— start of WORKING DATA —

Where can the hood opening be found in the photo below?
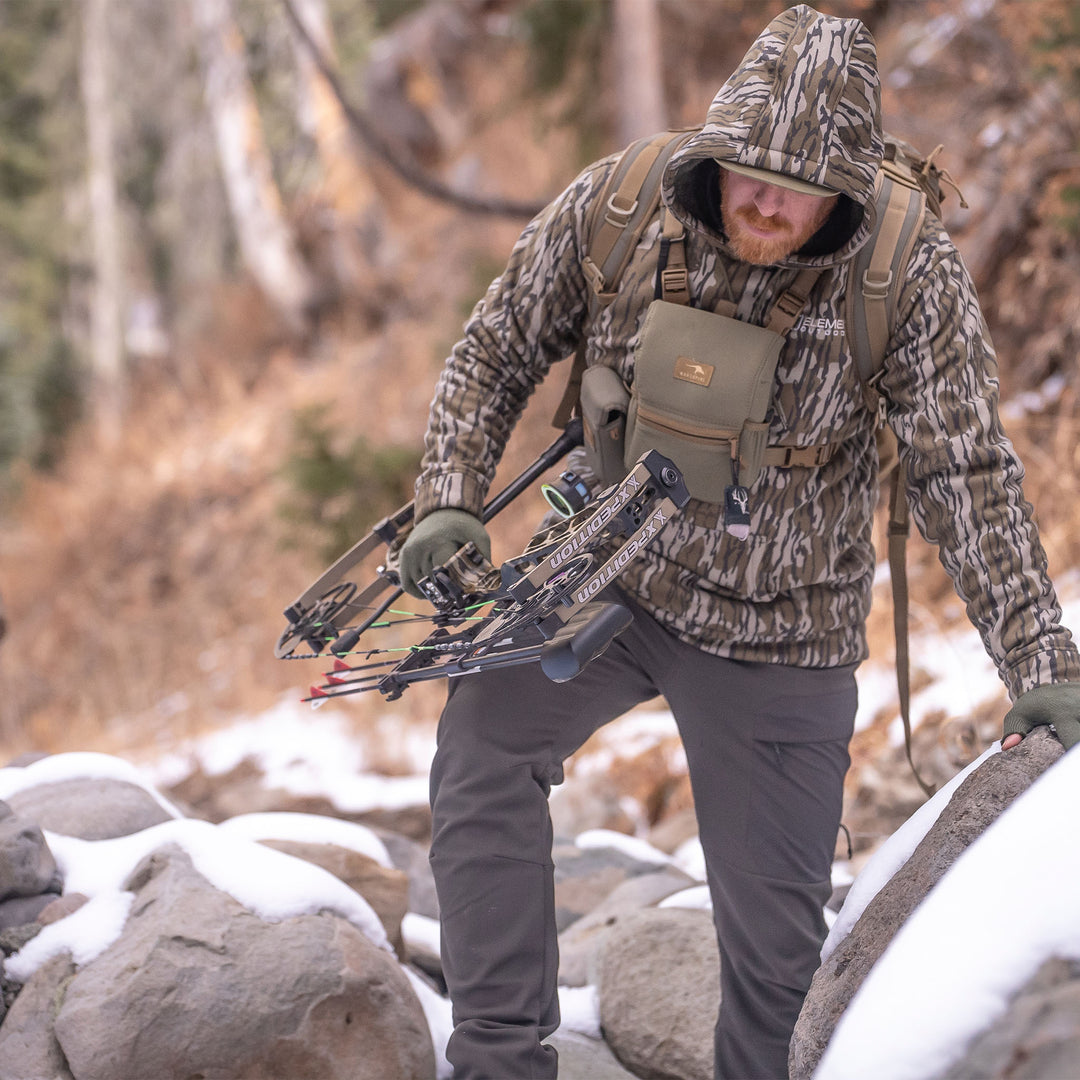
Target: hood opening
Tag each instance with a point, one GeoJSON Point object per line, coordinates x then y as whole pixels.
{"type": "Point", "coordinates": [698, 192]}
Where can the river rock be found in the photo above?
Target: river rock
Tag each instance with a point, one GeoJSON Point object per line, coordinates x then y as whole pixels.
{"type": "Point", "coordinates": [197, 985]}
{"type": "Point", "coordinates": [27, 867]}
{"type": "Point", "coordinates": [385, 889]}
{"type": "Point", "coordinates": [90, 808]}
{"type": "Point", "coordinates": [974, 806]}
{"type": "Point", "coordinates": [659, 985]}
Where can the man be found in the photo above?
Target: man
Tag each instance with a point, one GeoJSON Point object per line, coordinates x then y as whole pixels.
{"type": "Point", "coordinates": [753, 642]}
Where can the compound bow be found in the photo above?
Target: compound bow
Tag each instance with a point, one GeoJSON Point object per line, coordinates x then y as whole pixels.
{"type": "Point", "coordinates": [539, 606]}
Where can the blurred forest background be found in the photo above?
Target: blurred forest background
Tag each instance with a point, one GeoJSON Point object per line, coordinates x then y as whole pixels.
{"type": "Point", "coordinates": [238, 239]}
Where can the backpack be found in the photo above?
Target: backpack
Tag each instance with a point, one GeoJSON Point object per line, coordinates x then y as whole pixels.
{"type": "Point", "coordinates": [907, 185]}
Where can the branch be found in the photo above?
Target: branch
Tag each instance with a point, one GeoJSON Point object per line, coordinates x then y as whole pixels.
{"type": "Point", "coordinates": [404, 167]}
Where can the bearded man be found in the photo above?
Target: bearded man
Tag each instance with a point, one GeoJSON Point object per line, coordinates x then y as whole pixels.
{"type": "Point", "coordinates": [752, 632]}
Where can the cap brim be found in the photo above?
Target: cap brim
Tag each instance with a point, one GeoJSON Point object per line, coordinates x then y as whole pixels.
{"type": "Point", "coordinates": [781, 179]}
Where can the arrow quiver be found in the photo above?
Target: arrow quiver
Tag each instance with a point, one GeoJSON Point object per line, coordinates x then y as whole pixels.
{"type": "Point", "coordinates": [545, 605]}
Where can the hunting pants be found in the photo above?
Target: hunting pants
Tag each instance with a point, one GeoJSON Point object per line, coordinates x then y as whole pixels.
{"type": "Point", "coordinates": [767, 747]}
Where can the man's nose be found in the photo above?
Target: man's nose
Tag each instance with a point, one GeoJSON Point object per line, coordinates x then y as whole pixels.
{"type": "Point", "coordinates": [768, 199]}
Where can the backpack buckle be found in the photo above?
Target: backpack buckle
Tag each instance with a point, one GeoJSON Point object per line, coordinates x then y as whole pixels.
{"type": "Point", "coordinates": [621, 216]}
{"type": "Point", "coordinates": [675, 283]}
{"type": "Point", "coordinates": [876, 286]}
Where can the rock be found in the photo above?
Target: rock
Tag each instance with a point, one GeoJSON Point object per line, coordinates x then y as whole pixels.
{"type": "Point", "coordinates": [243, 790]}
{"type": "Point", "coordinates": [672, 832]}
{"type": "Point", "coordinates": [385, 889]}
{"type": "Point", "coordinates": [579, 944]}
{"type": "Point", "coordinates": [28, 1048]}
{"type": "Point", "coordinates": [27, 867]}
{"type": "Point", "coordinates": [14, 937]}
{"type": "Point", "coordinates": [91, 808]}
{"type": "Point", "coordinates": [62, 907]}
{"type": "Point", "coordinates": [659, 984]}
{"type": "Point", "coordinates": [584, 877]}
{"type": "Point", "coordinates": [197, 985]}
{"type": "Point", "coordinates": [584, 1058]}
{"type": "Point", "coordinates": [975, 805]}
{"type": "Point", "coordinates": [1037, 1038]}
{"type": "Point", "coordinates": [18, 910]}
{"type": "Point", "coordinates": [412, 856]}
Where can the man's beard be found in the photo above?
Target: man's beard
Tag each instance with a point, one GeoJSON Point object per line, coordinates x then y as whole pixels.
{"type": "Point", "coordinates": [765, 251]}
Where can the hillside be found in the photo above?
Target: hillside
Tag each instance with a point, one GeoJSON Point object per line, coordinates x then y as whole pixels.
{"type": "Point", "coordinates": [145, 578]}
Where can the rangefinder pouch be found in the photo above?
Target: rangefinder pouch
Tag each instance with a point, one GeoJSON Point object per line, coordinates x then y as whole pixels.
{"type": "Point", "coordinates": [604, 403]}
{"type": "Point", "coordinates": [702, 388]}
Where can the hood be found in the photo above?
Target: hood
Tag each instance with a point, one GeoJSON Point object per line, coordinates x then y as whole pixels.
{"type": "Point", "coordinates": [805, 100]}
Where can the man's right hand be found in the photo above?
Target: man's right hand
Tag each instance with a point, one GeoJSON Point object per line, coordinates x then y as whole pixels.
{"type": "Point", "coordinates": [433, 540]}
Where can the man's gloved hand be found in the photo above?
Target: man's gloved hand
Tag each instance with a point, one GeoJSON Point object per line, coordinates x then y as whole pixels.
{"type": "Point", "coordinates": [434, 540]}
{"type": "Point", "coordinates": [1057, 703]}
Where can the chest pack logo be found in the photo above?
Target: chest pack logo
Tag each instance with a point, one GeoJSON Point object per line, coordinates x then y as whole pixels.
{"type": "Point", "coordinates": [693, 370]}
{"type": "Point", "coordinates": [820, 327]}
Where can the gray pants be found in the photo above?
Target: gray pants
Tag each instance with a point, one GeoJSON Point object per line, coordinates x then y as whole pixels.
{"type": "Point", "coordinates": [767, 747]}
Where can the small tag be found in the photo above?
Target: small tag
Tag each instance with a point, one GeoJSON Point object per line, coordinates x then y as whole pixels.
{"type": "Point", "coordinates": [693, 370]}
{"type": "Point", "coordinates": [737, 511]}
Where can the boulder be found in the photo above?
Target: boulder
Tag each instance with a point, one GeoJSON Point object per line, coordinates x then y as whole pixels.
{"type": "Point", "coordinates": [584, 877]}
{"type": "Point", "coordinates": [584, 1058]}
{"type": "Point", "coordinates": [580, 943]}
{"type": "Point", "coordinates": [90, 808]}
{"type": "Point", "coordinates": [18, 910]}
{"type": "Point", "coordinates": [410, 856]}
{"type": "Point", "coordinates": [659, 984]}
{"type": "Point", "coordinates": [974, 806]}
{"type": "Point", "coordinates": [383, 888]}
{"type": "Point", "coordinates": [1037, 1038]}
{"type": "Point", "coordinates": [198, 985]}
{"type": "Point", "coordinates": [28, 1047]}
{"type": "Point", "coordinates": [27, 867]}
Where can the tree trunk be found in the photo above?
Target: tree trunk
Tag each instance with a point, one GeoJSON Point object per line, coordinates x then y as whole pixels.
{"type": "Point", "coordinates": [267, 241]}
{"type": "Point", "coordinates": [638, 69]}
{"type": "Point", "coordinates": [347, 198]}
{"type": "Point", "coordinates": [106, 342]}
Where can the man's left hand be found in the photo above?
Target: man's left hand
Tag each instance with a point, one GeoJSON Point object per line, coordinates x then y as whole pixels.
{"type": "Point", "coordinates": [1057, 704]}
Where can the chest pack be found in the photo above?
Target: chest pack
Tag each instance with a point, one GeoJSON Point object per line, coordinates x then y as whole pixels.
{"type": "Point", "coordinates": [907, 185]}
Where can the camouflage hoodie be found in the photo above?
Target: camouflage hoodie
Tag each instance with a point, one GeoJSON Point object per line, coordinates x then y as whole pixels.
{"type": "Point", "coordinates": [797, 591]}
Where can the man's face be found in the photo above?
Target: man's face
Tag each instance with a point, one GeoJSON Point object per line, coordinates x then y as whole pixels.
{"type": "Point", "coordinates": [764, 221]}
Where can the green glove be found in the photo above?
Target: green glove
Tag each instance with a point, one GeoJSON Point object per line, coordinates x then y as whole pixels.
{"type": "Point", "coordinates": [1057, 703]}
{"type": "Point", "coordinates": [434, 540]}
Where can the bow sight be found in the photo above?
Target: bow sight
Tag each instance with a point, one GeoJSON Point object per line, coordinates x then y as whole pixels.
{"type": "Point", "coordinates": [542, 605]}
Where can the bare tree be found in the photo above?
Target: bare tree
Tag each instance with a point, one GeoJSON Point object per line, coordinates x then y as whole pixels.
{"type": "Point", "coordinates": [638, 69]}
{"type": "Point", "coordinates": [267, 241]}
{"type": "Point", "coordinates": [346, 193]}
{"type": "Point", "coordinates": [106, 345]}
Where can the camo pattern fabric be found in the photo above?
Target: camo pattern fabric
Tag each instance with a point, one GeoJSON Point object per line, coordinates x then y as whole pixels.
{"type": "Point", "coordinates": [797, 591]}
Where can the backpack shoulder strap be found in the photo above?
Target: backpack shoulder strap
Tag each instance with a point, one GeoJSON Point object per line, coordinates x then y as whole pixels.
{"type": "Point", "coordinates": [877, 270]}
{"type": "Point", "coordinates": [624, 206]}
{"type": "Point", "coordinates": [876, 278]}
{"type": "Point", "coordinates": [613, 225]}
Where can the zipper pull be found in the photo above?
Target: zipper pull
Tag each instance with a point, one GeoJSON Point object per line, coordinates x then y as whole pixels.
{"type": "Point", "coordinates": [736, 501]}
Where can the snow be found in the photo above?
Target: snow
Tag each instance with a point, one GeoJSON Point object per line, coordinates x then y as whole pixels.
{"type": "Point", "coordinates": [958, 933]}
{"type": "Point", "coordinates": [981, 931]}
{"type": "Point", "coordinates": [270, 883]}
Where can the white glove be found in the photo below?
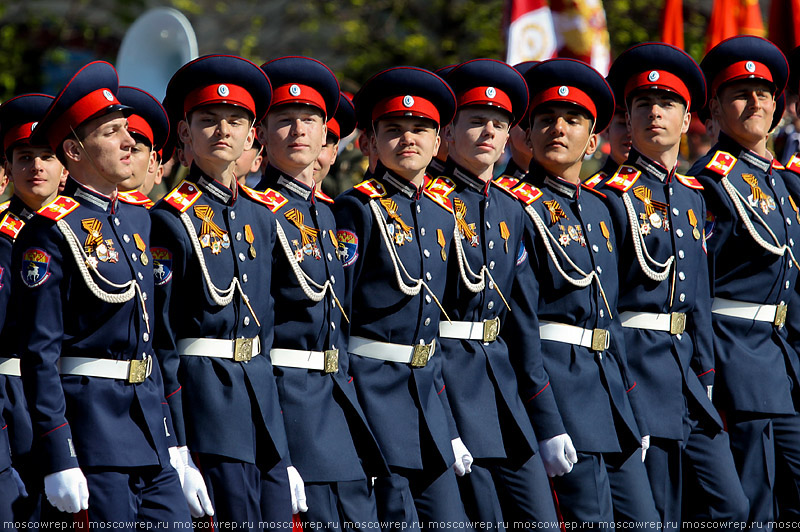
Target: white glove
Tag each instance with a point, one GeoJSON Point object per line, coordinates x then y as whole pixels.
{"type": "Point", "coordinates": [558, 455]}
{"type": "Point", "coordinates": [463, 463]}
{"type": "Point", "coordinates": [194, 487]}
{"type": "Point", "coordinates": [67, 490]}
{"type": "Point", "coordinates": [298, 489]}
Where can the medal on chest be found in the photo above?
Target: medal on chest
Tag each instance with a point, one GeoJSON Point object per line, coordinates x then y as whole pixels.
{"type": "Point", "coordinates": [466, 229]}
{"type": "Point", "coordinates": [308, 237]}
{"type": "Point", "coordinates": [399, 231]}
{"type": "Point", "coordinates": [758, 198]}
{"type": "Point", "coordinates": [103, 248]}
{"type": "Point", "coordinates": [211, 235]}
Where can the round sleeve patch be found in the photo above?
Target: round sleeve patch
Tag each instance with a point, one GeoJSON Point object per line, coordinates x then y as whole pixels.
{"type": "Point", "coordinates": [348, 247]}
{"type": "Point", "coordinates": [162, 265]}
{"type": "Point", "coordinates": [35, 267]}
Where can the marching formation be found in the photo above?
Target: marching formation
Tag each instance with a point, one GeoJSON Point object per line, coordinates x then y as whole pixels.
{"type": "Point", "coordinates": [443, 345]}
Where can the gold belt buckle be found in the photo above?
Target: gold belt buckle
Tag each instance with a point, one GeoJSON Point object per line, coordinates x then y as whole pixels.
{"type": "Point", "coordinates": [780, 315]}
{"type": "Point", "coordinates": [677, 323]}
{"type": "Point", "coordinates": [491, 328]}
{"type": "Point", "coordinates": [138, 370]}
{"type": "Point", "coordinates": [600, 340]}
{"type": "Point", "coordinates": [243, 350]}
{"type": "Point", "coordinates": [331, 360]}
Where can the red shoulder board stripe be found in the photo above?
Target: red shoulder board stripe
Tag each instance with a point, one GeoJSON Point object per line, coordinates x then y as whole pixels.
{"type": "Point", "coordinates": [624, 178]}
{"type": "Point", "coordinates": [438, 189]}
{"type": "Point", "coordinates": [273, 199]}
{"type": "Point", "coordinates": [134, 197]}
{"type": "Point", "coordinates": [58, 208]}
{"type": "Point", "coordinates": [689, 181]}
{"type": "Point", "coordinates": [322, 196]}
{"type": "Point", "coordinates": [721, 163]}
{"type": "Point", "coordinates": [11, 225]}
{"type": "Point", "coordinates": [183, 196]}
{"type": "Point", "coordinates": [794, 163]}
{"type": "Point", "coordinates": [372, 188]}
{"type": "Point", "coordinates": [595, 180]}
{"type": "Point", "coordinates": [527, 193]}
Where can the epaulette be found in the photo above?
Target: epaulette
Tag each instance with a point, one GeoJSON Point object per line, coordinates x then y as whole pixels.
{"type": "Point", "coordinates": [58, 208]}
{"type": "Point", "coordinates": [322, 196]}
{"type": "Point", "coordinates": [721, 163]}
{"type": "Point", "coordinates": [11, 225]}
{"type": "Point", "coordinates": [438, 189]}
{"type": "Point", "coordinates": [273, 199]}
{"type": "Point", "coordinates": [624, 178]}
{"type": "Point", "coordinates": [134, 197]}
{"type": "Point", "coordinates": [689, 181]}
{"type": "Point", "coordinates": [526, 193]}
{"type": "Point", "coordinates": [372, 188]}
{"type": "Point", "coordinates": [595, 180]}
{"type": "Point", "coordinates": [183, 196]}
{"type": "Point", "coordinates": [794, 163]}
{"type": "Point", "coordinates": [584, 186]}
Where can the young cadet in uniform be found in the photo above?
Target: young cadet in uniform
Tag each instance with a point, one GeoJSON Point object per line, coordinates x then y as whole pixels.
{"type": "Point", "coordinates": [664, 299]}
{"type": "Point", "coordinates": [149, 127]}
{"type": "Point", "coordinates": [329, 439]}
{"type": "Point", "coordinates": [212, 299]}
{"type": "Point", "coordinates": [83, 283]}
{"type": "Point", "coordinates": [481, 382]}
{"type": "Point", "coordinates": [395, 241]}
{"type": "Point", "coordinates": [750, 230]}
{"type": "Point", "coordinates": [35, 172]}
{"type": "Point", "coordinates": [593, 448]}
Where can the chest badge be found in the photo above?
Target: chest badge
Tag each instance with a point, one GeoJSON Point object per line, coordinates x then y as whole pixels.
{"type": "Point", "coordinates": [211, 235]}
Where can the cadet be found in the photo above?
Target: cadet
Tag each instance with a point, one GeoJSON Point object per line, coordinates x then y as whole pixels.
{"type": "Point", "coordinates": [149, 127]}
{"type": "Point", "coordinates": [101, 432]}
{"type": "Point", "coordinates": [329, 440]}
{"type": "Point", "coordinates": [664, 301]}
{"type": "Point", "coordinates": [395, 241]}
{"type": "Point", "coordinates": [481, 383]}
{"type": "Point", "coordinates": [750, 229]}
{"type": "Point", "coordinates": [213, 301]}
{"type": "Point", "coordinates": [593, 448]}
{"type": "Point", "coordinates": [36, 173]}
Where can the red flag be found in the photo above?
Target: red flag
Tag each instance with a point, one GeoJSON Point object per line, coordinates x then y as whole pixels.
{"type": "Point", "coordinates": [672, 23]}
{"type": "Point", "coordinates": [530, 34]}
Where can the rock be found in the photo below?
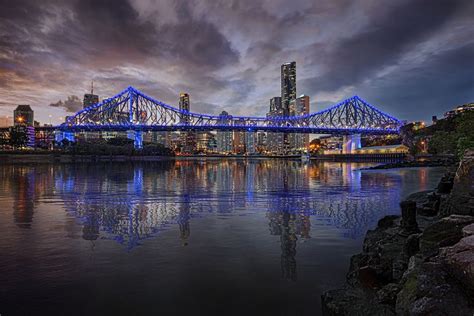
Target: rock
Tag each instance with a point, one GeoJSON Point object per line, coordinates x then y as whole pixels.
{"type": "Point", "coordinates": [412, 245]}
{"type": "Point", "coordinates": [468, 230]}
{"type": "Point", "coordinates": [388, 294]}
{"type": "Point", "coordinates": [387, 221]}
{"type": "Point", "coordinates": [459, 260]}
{"type": "Point", "coordinates": [427, 289]}
{"type": "Point", "coordinates": [445, 232]}
{"type": "Point", "coordinates": [408, 223]}
{"type": "Point", "coordinates": [461, 199]}
{"type": "Point", "coordinates": [353, 301]}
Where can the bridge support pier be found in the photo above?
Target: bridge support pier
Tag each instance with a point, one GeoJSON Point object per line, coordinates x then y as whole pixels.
{"type": "Point", "coordinates": [60, 136]}
{"type": "Point", "coordinates": [350, 143]}
{"type": "Point", "coordinates": [137, 137]}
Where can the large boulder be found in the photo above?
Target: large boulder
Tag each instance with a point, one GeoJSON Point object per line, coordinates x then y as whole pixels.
{"type": "Point", "coordinates": [459, 262]}
{"type": "Point", "coordinates": [353, 301]}
{"type": "Point", "coordinates": [461, 199]}
{"type": "Point", "coordinates": [443, 233]}
{"type": "Point", "coordinates": [427, 289]}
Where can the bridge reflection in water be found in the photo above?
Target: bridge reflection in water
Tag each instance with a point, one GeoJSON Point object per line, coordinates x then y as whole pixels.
{"type": "Point", "coordinates": [253, 230]}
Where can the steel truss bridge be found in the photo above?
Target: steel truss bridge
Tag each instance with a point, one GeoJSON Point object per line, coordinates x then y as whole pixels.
{"type": "Point", "coordinates": [133, 110]}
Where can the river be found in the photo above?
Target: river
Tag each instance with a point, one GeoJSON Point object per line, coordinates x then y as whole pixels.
{"type": "Point", "coordinates": [204, 237]}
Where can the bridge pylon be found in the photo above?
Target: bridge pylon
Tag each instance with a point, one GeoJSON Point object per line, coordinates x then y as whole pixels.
{"type": "Point", "coordinates": [350, 143]}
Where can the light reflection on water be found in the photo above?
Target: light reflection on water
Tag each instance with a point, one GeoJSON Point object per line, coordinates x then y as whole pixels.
{"type": "Point", "coordinates": [141, 209]}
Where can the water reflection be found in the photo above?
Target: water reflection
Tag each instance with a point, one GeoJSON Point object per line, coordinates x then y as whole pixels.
{"type": "Point", "coordinates": [132, 202]}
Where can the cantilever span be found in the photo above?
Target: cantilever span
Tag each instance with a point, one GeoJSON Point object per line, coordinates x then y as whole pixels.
{"type": "Point", "coordinates": [131, 109]}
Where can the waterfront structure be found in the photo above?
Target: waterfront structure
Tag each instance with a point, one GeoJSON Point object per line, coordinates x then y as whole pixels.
{"type": "Point", "coordinates": [162, 138]}
{"type": "Point", "coordinates": [390, 149]}
{"type": "Point", "coordinates": [299, 106]}
{"type": "Point", "coordinates": [23, 115]}
{"type": "Point", "coordinates": [460, 109]}
{"type": "Point", "coordinates": [352, 116]}
{"type": "Point", "coordinates": [224, 138]}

— end of WORKING DATA —

▶ _DIRECTIVE_
Locate "Where can the water reflection" in the material, then quote the line that contains it and all lines after it through the final one.

▶ _THE RESPONSE_
Where can the water reflection be found in the photo above?
Target: water reflection
Tag each instance with a point, one GeoJSON Point object per line, coordinates x then y as whole pixels.
{"type": "Point", "coordinates": [132, 202]}
Where can the cantilever span be found in the photo above?
Target: cantilever span
Tag each instance with a point, one GeoJSON Point object per line, coordinates x then y as whole pixels.
{"type": "Point", "coordinates": [131, 109]}
Where can the waterfront structure be found in the photo above?
Target: waterfront structure
Tag each instance with a point, one GeoJSON Point object per line, coordinates x then y as whole pixels.
{"type": "Point", "coordinates": [162, 138]}
{"type": "Point", "coordinates": [390, 149]}
{"type": "Point", "coordinates": [299, 106]}
{"type": "Point", "coordinates": [23, 115]}
{"type": "Point", "coordinates": [460, 109]}
{"type": "Point", "coordinates": [352, 116]}
{"type": "Point", "coordinates": [224, 138]}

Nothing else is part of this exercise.